THE PROBLEM:
Rewrite the listing below, substituting "fruit pod" for every occurrence of "seed pod" and leaving everything else unchanged. Omit the pictures from your answer.

>> begin DATA SUPPLIED

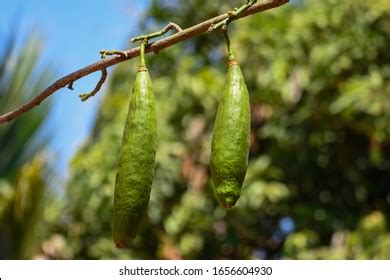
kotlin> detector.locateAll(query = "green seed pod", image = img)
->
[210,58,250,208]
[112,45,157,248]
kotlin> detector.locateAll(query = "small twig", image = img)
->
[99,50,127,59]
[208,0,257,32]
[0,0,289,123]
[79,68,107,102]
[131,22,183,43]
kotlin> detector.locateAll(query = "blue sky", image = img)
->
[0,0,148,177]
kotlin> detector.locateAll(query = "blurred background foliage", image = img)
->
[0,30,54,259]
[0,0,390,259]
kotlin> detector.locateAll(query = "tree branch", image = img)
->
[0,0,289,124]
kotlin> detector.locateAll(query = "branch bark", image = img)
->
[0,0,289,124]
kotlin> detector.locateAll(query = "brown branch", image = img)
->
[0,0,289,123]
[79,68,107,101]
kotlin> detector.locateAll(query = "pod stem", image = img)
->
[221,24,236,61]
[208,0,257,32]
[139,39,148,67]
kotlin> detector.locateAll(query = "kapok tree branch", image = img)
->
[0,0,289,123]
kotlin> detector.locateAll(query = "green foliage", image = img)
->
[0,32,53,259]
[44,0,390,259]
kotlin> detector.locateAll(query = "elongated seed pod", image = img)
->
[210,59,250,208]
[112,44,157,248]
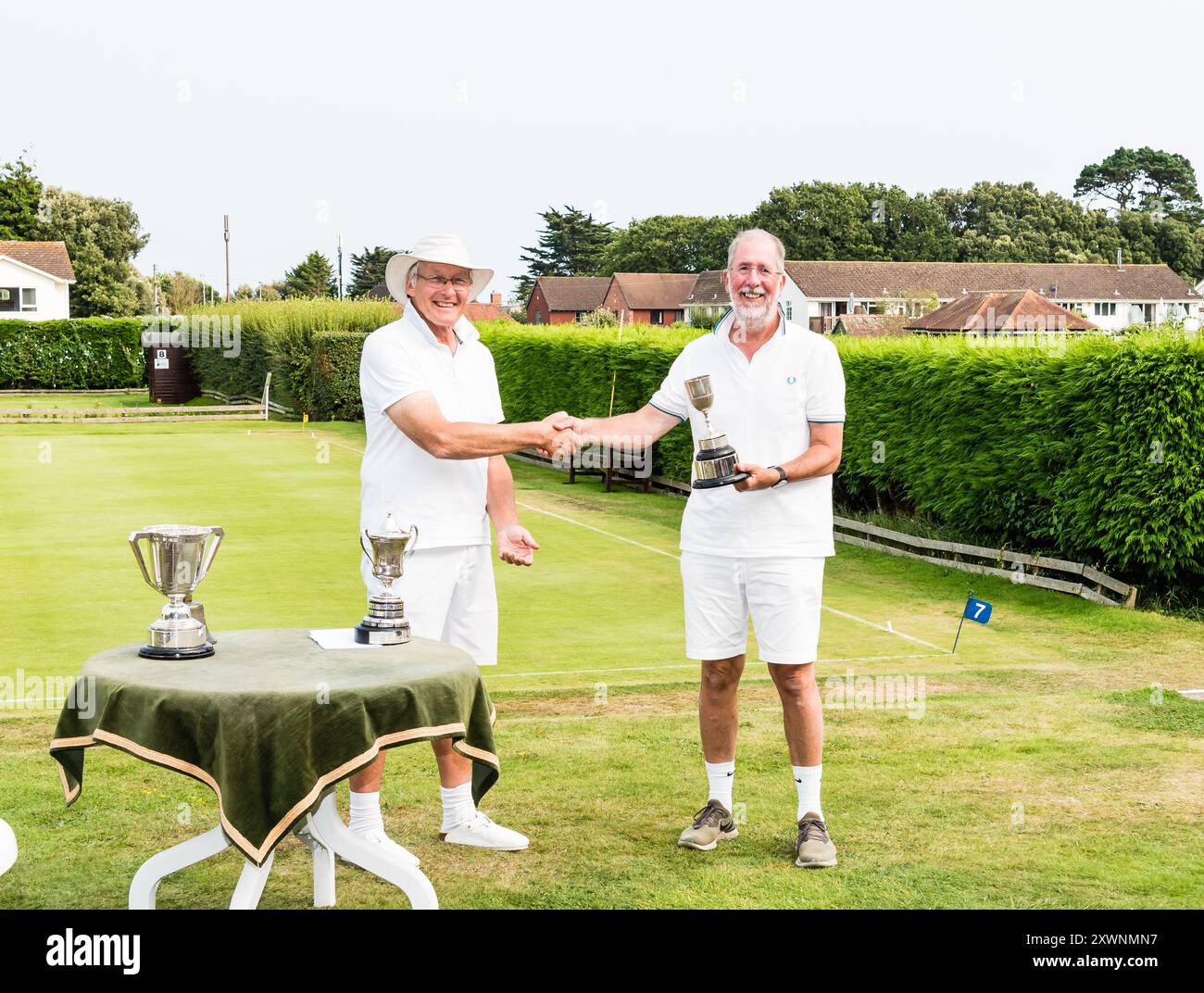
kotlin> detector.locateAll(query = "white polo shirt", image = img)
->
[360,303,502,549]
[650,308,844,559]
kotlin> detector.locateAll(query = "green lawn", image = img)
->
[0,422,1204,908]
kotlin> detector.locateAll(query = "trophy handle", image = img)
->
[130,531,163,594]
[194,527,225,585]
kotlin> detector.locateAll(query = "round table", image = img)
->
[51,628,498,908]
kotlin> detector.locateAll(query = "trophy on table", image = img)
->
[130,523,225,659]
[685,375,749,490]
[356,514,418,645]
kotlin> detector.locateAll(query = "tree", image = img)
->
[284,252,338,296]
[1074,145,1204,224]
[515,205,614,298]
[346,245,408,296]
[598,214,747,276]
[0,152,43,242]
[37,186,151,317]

>> end DATA SUPPLIED

RESPONSE TO THIS EXERCISE:
kotlin> detector.locateAll(query = "green fruit pod", image = img)
->
[210,58,250,208]
[112,45,157,248]
kotlin> detector.locateAll(query = "small twig", image = img)
->
[99,50,127,59]
[208,0,257,32]
[0,0,289,123]
[79,68,107,102]
[131,22,183,43]
kotlin> detector.locateAll(query = "blue sky", image = img)
->
[0,0,148,177]
kotlin> detector.locateAll(query = "blurred background foliage", image = img)
->
[0,30,54,259]
[0,0,390,259]
kotlin> detector.locateAll(query = "tree branch", image = img)
->
[0,0,289,124]
kotlin> detector.locateAll(query = "branch bark", image = img)
->
[0,0,289,124]
kotlin> detector.locateAll(query = "brown branch", image = img)
->
[0,0,289,123]
[79,68,107,101]
kotlin> detector.locateAll(query = "pod stem", image = img)
->
[221,24,236,61]
[208,0,257,32]
[139,39,148,67]
kotlin> detector.locateAll(query = "kapok tree branch", image = img)
->
[0,0,289,123]
kotlin> detector.locateAll(query = "green foliage", image = img)
->
[0,32,53,259]
[44,0,390,259]
kotlin> detector.locateAll(query = "elongated fruit pod", image = img)
->
[210,59,250,208]
[112,44,157,248]
kotlin> detector.locateAll(query = "white polo shirt", image = img)
->
[360,303,502,549]
[650,308,844,559]
kotlin> detector.locateAll(query = "green lawn", image = img)
->
[0,422,1204,908]
kotlin> detector.locateAll(query = "trophy handle", image = img)
->
[130,531,163,594]
[194,527,225,585]
kotlin> detector.locateAll(query = "round table", image = img)
->
[51,628,498,908]
kotlin> detector.locateAll(query = "trophy on table", image = img)
->
[130,523,225,659]
[685,375,749,490]
[356,514,418,645]
kotlin> detector.locateAll(query = "tree", image = img)
->
[284,252,338,296]
[1074,145,1204,224]
[515,205,614,298]
[346,245,408,296]
[598,214,747,276]
[0,152,43,242]
[37,186,151,317]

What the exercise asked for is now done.